**Given request 1:** In the records, swap "stuffed giraffe" for "toy giraffe" in the part that opens with the line containing "Mark every instance of the wooden signpost" and runs through the end of the records. Return only that part, with everything else left as it is.

**Text block:**

#####

Katrina Ubell:      Here's another rule about coaching. We're not allowed to say we don't know. What you can do is sometimes just wait a minute and let our brain answer it, or sometimes we just go like, you know, if you did know, what might it be? If you just had to take a guess.

Nikki:                   The first word that comes to mind is excited.

Katrina Ubell:      Okay. Great. What about when it's really not exciting to get up really? Is there another emotion maybe that …

Nikki:                   Motivated.

Katrina Ubell:      Motivated, okay. For everybody who is following along, other feelings that are common that people come to our, feeling driven, feeling determined, feeling committed. Those feel pretty good, but they're not like, amazing. A lot of the time when you're following your food plan and you're exercising regularly, it's not so great, right? You're excited for the first week and then you're like, yeah, like, that ship has sailed, now what, you know? Motivated is good, is having something that's like, okay, I want to do this, even if I don't-

Nikki:                   Yeah-

Katrina Ubell:      Or something like that. Okay. Excited and motivated would drive those actions of exercising regularly and following the food plan. Now we work on finding a thought about being fatigued all the time in relation to exercise and losing weight that feels true and believable to you, that makes you feel excited and motivated so that you exercise regularly the way you want to and get the results that you want. Can you think of something? We can just play with things. You don't have to hit it right on the head.

Nikki:                   Yeah. I guess I would start out with, I know I'm tired, but …

Katrina Ubell:      Yeah.

Nikki:                   Start out with I know I'm tired, but …

Katrina Ubell:      Yeah.

Nikki:                   I will feel better if I get up and exercise now, or if I stick to my meal plan or my food plan.

Katrina Ubell:      Okay. That is a great way of handling this. You really came to right where I wanted you to. It's like, I'm too tired to eat right and exercise is like, I'm tired, but I know I'm tired or I can eat right and exercise even if I'm tired. It's really acceptance of that circumstance of I'm tired, not using it as oh, but it should be different. If it's a fact, it's not gonna be different. This is this constant in your life, then I can do these things even if I'm tired. You might want to play with different versions of that, or have a couple different versions of it.

Then what you do is what I call … I say you go and take it into the wild. That means you go and live your life and actually try this thought and really see does it actually make me feel excited? Does it make me feel motivated like I think it might? Does it then drive me to follow my plan and exercise so I get those results that I want? You might find you're like, “You know, it's pretty good, but it needs a little tweaking.” Or you might find this one seems to really resonate better than that one or whatever and that's completely fine.

#####

**Given request 2:** For each statement about the coaching conversation, say yes or no depending on whether it agrees with the conversation, and quote the deciding words: (a) The first word that comes to Nikki's mind is "excited." (b) Under the coaching rule Katrina Ubell describes, saying "I don't know" is allowed. (c) Katrina Ubell tells Nikki that the new thought must hit it right on the head.

#####

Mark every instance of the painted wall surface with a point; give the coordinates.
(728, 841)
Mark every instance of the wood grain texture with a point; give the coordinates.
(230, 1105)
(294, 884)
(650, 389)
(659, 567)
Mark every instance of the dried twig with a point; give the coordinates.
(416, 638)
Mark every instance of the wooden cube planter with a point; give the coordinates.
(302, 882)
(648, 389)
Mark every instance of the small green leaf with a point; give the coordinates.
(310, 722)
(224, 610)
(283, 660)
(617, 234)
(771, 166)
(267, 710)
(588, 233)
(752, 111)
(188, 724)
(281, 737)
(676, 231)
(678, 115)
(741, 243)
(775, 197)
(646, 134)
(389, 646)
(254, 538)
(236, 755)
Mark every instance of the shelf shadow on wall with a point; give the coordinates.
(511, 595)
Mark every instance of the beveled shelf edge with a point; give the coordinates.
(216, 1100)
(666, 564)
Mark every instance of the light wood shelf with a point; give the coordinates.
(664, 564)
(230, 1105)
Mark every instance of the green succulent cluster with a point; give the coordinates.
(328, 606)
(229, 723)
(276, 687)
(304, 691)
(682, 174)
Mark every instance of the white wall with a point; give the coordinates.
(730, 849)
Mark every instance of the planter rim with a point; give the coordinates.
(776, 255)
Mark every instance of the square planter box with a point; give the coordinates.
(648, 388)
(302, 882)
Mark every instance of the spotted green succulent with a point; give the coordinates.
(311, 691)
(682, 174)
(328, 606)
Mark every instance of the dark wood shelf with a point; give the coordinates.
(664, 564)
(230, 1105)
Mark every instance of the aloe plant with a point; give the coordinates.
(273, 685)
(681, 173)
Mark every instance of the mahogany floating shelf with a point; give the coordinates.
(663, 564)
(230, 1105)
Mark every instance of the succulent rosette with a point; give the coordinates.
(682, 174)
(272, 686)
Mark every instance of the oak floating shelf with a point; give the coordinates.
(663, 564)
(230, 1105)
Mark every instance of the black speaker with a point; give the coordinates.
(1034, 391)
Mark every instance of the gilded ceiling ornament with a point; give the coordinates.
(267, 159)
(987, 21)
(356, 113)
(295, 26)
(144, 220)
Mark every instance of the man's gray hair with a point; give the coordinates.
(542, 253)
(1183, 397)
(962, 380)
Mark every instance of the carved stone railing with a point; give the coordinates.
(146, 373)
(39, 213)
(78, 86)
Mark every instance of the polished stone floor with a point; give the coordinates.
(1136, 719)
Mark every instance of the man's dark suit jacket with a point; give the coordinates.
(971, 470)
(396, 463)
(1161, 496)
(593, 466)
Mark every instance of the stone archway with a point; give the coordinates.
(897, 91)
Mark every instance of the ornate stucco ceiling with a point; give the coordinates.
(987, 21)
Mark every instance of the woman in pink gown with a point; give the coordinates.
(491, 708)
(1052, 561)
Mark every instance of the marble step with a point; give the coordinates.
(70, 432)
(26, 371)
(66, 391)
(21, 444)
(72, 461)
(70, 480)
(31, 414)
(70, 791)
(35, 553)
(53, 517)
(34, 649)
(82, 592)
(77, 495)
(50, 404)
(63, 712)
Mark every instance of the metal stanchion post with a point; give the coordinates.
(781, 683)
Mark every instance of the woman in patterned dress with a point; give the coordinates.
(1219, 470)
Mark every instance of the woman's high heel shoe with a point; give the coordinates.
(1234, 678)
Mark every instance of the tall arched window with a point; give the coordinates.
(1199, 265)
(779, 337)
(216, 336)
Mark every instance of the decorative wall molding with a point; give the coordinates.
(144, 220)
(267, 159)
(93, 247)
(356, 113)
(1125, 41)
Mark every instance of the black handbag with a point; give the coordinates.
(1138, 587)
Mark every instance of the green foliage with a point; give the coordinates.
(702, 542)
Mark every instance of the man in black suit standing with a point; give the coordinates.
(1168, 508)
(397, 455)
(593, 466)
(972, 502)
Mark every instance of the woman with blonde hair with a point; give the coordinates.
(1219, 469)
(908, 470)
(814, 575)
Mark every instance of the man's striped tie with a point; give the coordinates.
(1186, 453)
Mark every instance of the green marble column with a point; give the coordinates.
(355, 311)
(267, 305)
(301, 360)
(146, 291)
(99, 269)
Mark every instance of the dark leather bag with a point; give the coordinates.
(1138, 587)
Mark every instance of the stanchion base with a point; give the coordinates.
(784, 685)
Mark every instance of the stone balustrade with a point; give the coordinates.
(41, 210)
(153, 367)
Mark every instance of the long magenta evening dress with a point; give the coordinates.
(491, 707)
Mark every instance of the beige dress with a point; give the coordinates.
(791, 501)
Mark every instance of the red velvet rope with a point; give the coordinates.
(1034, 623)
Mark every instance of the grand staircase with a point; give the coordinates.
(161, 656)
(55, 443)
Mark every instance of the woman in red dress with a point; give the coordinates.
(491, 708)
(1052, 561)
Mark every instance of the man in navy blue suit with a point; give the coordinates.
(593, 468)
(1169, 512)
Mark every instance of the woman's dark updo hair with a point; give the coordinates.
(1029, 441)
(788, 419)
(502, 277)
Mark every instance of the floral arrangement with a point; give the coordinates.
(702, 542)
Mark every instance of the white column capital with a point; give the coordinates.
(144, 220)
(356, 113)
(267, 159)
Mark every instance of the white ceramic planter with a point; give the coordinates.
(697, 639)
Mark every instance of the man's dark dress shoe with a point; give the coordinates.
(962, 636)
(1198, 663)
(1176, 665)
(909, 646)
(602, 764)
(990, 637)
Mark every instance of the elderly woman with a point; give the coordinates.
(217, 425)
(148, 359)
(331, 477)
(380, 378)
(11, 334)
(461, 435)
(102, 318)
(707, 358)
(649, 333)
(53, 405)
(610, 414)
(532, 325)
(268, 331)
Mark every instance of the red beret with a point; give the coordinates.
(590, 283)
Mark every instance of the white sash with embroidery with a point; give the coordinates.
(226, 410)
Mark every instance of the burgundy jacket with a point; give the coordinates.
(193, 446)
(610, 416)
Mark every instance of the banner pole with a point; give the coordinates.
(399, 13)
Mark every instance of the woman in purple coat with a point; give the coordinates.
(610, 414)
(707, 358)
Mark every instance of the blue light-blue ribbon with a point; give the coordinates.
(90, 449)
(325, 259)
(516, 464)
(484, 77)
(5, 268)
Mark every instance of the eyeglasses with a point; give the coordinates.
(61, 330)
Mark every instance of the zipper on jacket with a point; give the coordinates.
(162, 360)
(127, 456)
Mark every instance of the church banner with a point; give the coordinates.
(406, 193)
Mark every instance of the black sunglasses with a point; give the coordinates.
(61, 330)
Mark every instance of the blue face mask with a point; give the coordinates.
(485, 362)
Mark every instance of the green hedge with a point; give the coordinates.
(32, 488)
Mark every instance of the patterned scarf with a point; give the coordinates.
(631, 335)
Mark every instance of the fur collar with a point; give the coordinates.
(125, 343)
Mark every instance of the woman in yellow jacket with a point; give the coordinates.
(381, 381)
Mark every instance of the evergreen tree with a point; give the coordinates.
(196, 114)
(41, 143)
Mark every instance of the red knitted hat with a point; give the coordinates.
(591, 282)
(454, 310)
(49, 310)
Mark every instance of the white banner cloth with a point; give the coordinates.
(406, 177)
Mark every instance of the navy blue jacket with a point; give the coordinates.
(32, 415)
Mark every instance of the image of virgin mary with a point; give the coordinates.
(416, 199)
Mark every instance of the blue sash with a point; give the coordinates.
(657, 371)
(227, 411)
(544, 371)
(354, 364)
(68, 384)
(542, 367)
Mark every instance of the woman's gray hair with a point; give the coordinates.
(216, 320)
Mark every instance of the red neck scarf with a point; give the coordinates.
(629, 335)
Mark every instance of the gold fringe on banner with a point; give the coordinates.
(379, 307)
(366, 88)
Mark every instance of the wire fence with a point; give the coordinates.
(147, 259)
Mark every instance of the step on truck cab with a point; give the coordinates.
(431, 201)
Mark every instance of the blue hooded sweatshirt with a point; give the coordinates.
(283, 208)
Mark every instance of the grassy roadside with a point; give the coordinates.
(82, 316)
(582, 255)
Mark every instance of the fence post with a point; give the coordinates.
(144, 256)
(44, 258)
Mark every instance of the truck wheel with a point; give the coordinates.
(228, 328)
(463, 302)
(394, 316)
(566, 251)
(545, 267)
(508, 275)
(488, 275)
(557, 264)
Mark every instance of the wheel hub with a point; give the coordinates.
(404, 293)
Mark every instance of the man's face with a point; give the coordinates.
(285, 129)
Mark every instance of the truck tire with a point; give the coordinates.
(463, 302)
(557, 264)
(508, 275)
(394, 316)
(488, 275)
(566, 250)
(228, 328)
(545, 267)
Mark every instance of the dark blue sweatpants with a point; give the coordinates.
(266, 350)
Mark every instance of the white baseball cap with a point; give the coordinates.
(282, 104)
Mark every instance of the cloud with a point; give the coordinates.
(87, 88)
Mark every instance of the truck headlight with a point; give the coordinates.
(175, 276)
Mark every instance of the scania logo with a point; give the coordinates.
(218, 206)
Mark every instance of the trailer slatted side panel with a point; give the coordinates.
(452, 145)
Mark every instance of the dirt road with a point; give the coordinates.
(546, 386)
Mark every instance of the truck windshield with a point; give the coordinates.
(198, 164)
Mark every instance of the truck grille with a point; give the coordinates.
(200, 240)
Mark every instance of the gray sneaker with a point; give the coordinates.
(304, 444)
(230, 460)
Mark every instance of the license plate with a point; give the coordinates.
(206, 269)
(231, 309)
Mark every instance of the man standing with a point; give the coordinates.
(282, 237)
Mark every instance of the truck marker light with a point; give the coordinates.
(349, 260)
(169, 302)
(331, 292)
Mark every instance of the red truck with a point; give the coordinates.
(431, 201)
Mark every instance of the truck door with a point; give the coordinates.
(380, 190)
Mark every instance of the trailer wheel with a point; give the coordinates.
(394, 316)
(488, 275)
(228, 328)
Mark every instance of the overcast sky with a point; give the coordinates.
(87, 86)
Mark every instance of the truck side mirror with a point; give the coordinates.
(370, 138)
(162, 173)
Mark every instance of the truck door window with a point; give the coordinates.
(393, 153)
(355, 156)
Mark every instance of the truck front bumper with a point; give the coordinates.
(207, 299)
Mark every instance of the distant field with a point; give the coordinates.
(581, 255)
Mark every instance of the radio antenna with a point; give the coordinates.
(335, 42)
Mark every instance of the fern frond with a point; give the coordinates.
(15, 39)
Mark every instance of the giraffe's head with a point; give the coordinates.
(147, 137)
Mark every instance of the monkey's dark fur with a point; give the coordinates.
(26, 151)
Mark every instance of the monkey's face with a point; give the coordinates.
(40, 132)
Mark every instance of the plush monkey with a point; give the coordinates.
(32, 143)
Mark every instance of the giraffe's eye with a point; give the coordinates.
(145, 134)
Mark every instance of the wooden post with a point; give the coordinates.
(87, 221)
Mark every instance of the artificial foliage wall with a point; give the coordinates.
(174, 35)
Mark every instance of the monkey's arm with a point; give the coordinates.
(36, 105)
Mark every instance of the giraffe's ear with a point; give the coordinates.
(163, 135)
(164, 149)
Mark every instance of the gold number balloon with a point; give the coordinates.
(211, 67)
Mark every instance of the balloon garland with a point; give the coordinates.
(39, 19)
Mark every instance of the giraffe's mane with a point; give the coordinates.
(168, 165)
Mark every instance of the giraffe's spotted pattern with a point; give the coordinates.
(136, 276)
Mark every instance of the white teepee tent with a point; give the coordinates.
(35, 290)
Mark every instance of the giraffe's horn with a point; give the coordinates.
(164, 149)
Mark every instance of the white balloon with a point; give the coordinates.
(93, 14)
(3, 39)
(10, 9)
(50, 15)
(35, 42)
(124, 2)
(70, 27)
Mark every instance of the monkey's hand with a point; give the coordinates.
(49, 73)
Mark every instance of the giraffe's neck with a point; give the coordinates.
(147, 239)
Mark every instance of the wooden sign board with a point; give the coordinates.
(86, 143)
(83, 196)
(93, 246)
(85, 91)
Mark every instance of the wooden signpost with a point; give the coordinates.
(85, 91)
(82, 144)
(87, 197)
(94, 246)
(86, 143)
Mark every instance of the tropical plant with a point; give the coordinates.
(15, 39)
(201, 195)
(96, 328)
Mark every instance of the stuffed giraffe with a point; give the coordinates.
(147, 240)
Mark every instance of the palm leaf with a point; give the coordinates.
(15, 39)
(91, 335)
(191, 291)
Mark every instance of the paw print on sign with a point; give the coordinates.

#####

**Full response 1:**
Mark every instance of the wooden signpost with a point; give the coordinates.
(85, 91)
(82, 144)
(87, 197)
(94, 246)
(86, 143)
Mark every instance of the tropical plant with a point; give the coordinates.
(15, 39)
(201, 195)
(96, 328)
Mark every instance of the toy giraffe with a point; give the coordinates.
(147, 240)
Mark every instance of the palm leaf with a point; give the coordinates.
(15, 39)
(91, 335)
(191, 291)
Mark every instance of the paw print on sign with a point; give the coordinates.

**Full response 2:**
(a) Yes: "The first word that comes to mind is excited."
(b) No: "We're not allowed to say we don't know."
(c) No: "You don't have to hit it right on the head."